While you copy the lines below, skip the pictures and keep the rest exact.

++++++++

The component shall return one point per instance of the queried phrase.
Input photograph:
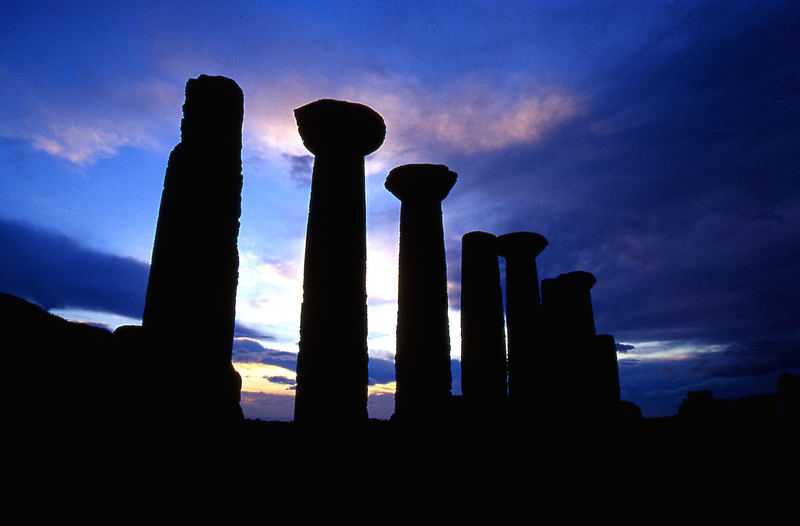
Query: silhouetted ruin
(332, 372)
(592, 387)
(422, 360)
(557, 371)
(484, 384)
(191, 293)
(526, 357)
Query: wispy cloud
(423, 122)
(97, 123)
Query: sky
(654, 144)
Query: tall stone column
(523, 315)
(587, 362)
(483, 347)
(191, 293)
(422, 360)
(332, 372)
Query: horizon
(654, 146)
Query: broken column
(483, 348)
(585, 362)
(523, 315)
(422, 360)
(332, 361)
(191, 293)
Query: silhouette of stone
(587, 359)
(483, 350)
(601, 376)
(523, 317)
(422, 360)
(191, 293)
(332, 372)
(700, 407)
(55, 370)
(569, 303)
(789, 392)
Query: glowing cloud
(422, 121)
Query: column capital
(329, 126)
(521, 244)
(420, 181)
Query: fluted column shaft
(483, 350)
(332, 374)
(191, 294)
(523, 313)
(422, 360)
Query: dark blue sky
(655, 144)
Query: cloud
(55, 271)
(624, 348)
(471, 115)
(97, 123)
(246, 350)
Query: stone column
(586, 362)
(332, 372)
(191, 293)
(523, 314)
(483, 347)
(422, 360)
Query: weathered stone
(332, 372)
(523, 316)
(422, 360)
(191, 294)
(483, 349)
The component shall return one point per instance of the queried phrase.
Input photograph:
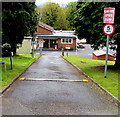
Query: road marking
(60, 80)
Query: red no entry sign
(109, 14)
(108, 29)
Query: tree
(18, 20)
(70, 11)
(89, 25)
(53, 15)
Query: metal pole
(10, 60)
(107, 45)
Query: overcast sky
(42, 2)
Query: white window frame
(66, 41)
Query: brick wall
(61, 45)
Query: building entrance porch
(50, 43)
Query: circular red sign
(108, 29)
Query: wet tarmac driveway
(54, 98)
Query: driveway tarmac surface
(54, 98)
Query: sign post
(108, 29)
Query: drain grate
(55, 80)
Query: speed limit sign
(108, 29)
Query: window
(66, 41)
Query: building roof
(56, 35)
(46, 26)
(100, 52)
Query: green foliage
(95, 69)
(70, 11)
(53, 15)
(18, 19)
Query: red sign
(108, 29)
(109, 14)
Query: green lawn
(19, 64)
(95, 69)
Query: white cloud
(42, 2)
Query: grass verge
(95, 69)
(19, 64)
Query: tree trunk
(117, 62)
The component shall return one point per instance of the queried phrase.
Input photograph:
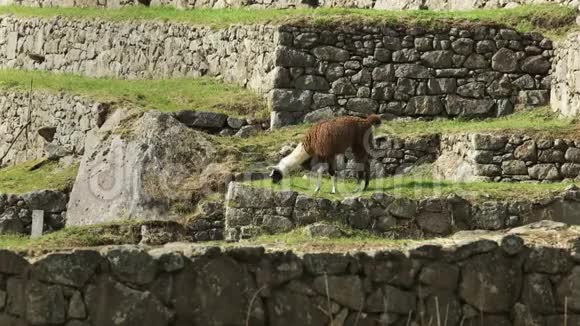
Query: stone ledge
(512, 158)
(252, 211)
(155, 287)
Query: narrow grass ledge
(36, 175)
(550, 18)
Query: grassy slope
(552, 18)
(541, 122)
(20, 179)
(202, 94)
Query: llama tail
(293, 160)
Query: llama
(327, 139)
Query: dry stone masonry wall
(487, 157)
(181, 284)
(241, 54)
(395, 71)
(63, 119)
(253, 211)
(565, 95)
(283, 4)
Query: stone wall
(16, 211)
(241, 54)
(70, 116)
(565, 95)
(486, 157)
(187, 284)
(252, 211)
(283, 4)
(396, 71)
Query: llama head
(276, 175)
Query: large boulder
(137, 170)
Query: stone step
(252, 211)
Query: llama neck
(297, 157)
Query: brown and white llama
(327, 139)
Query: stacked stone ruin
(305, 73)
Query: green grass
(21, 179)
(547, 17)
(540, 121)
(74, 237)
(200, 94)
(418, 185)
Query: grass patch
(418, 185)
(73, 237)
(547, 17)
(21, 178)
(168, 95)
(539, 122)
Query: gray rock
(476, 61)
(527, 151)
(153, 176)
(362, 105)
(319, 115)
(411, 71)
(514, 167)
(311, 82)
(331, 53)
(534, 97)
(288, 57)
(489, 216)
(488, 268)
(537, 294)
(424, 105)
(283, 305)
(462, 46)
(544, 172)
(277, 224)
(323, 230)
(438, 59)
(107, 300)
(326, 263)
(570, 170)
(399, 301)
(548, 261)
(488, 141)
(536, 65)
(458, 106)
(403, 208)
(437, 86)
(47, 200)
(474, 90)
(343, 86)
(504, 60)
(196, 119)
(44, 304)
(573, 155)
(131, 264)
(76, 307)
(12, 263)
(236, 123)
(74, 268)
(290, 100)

++++++++

**Task result**
The component shall return one point per instance of the queried phrase.
Input photograph:
Query: silhouetted ruin
(332, 372)
(592, 387)
(422, 360)
(557, 371)
(484, 384)
(191, 293)
(526, 357)
Query: wispy cloud
(423, 122)
(97, 123)
Query: sky
(654, 144)
Query: tall stone column
(523, 315)
(587, 362)
(483, 347)
(191, 293)
(422, 360)
(332, 372)
Query: horizon
(654, 146)
Query: broken column
(483, 348)
(585, 362)
(523, 315)
(422, 360)
(332, 361)
(191, 293)
Query: silhouette of stone
(587, 359)
(483, 350)
(601, 376)
(523, 317)
(422, 360)
(191, 293)
(332, 372)
(700, 407)
(55, 370)
(569, 303)
(789, 392)
Query: glowing cloud
(422, 121)
Query: column capital
(329, 126)
(521, 244)
(420, 181)
Query: fluted column shaft
(483, 350)
(332, 374)
(191, 294)
(523, 313)
(422, 360)
Query: dark blue sky
(655, 144)
Query: cloud
(55, 271)
(624, 348)
(471, 115)
(97, 123)
(246, 350)
Query: stone column
(586, 362)
(332, 372)
(191, 293)
(523, 314)
(483, 347)
(422, 360)
Query: weathered stone
(332, 372)
(523, 316)
(422, 360)
(191, 294)
(483, 349)
The component shall return one point per instance of the queried phrase.
Input photograph:
Query: road marking
(60, 80)
Query: red no entry sign
(109, 14)
(108, 29)
Query: tree
(18, 20)
(70, 11)
(89, 25)
(53, 15)
Query: metal pole
(10, 60)
(107, 45)
Query: overcast sky
(42, 2)
Query: white window frame
(66, 41)
Query: brick wall
(61, 45)
Query: building entrance porch
(50, 43)
Query: circular red sign
(108, 29)
Query: wet tarmac driveway
(54, 98)
Query: driveway tarmac surface
(54, 98)
Query: sign post
(108, 29)
Query: drain grate
(55, 80)
Query: speed limit sign
(108, 29)
Query: window
(66, 41)
Query: building roof
(56, 35)
(46, 26)
(100, 52)
Query: green foliage
(95, 69)
(70, 11)
(53, 15)
(18, 19)
Query: red sign
(108, 29)
(109, 14)
Query: green lawn
(19, 64)
(95, 69)
Query: white cloud
(42, 2)
Query: grass verge
(95, 69)
(19, 64)
Query: tree trunk
(117, 62)
The component shall return one point per instance of the queried phrase.
Input photograph:
Query: stone ledge
(512, 158)
(252, 211)
(155, 287)
Query: narrow grass ledge
(36, 175)
(550, 18)
Query: grassy slope
(552, 18)
(541, 122)
(20, 179)
(202, 94)
Query: llama tail
(293, 160)
Query: llama
(327, 139)
Query: dry stone masonry wall
(487, 157)
(181, 284)
(241, 54)
(395, 71)
(63, 119)
(253, 211)
(565, 95)
(283, 4)
Query: stone wall
(16, 211)
(241, 54)
(70, 116)
(565, 95)
(486, 157)
(187, 284)
(252, 211)
(283, 4)
(396, 71)
Query: llama head
(276, 175)
Query: large boulder
(137, 170)
Query: stone step
(252, 211)
Query: llama neck
(297, 157)
Query: brown and white llama
(327, 139)
Query: stacked stone ruin
(305, 73)
Query: green grass
(21, 179)
(547, 17)
(540, 121)
(74, 237)
(200, 94)
(418, 185)
Query: grass patch
(418, 185)
(73, 237)
(547, 17)
(21, 178)
(168, 95)
(539, 122)
Query: gray rock
(476, 61)
(527, 151)
(153, 176)
(362, 105)
(319, 115)
(411, 71)
(514, 167)
(311, 82)
(331, 53)
(534, 97)
(288, 57)
(489, 216)
(488, 268)
(537, 294)
(424, 105)
(283, 305)
(462, 46)
(544, 172)
(277, 224)
(323, 230)
(438, 59)
(107, 300)
(326, 263)
(570, 170)
(399, 301)
(548, 261)
(488, 141)
(536, 65)
(458, 106)
(403, 208)
(437, 86)
(47, 200)
(474, 90)
(343, 86)
(504, 60)
(196, 119)
(44, 304)
(573, 155)
(131, 264)
(76, 307)
(12, 263)
(236, 123)
(74, 268)
(290, 100)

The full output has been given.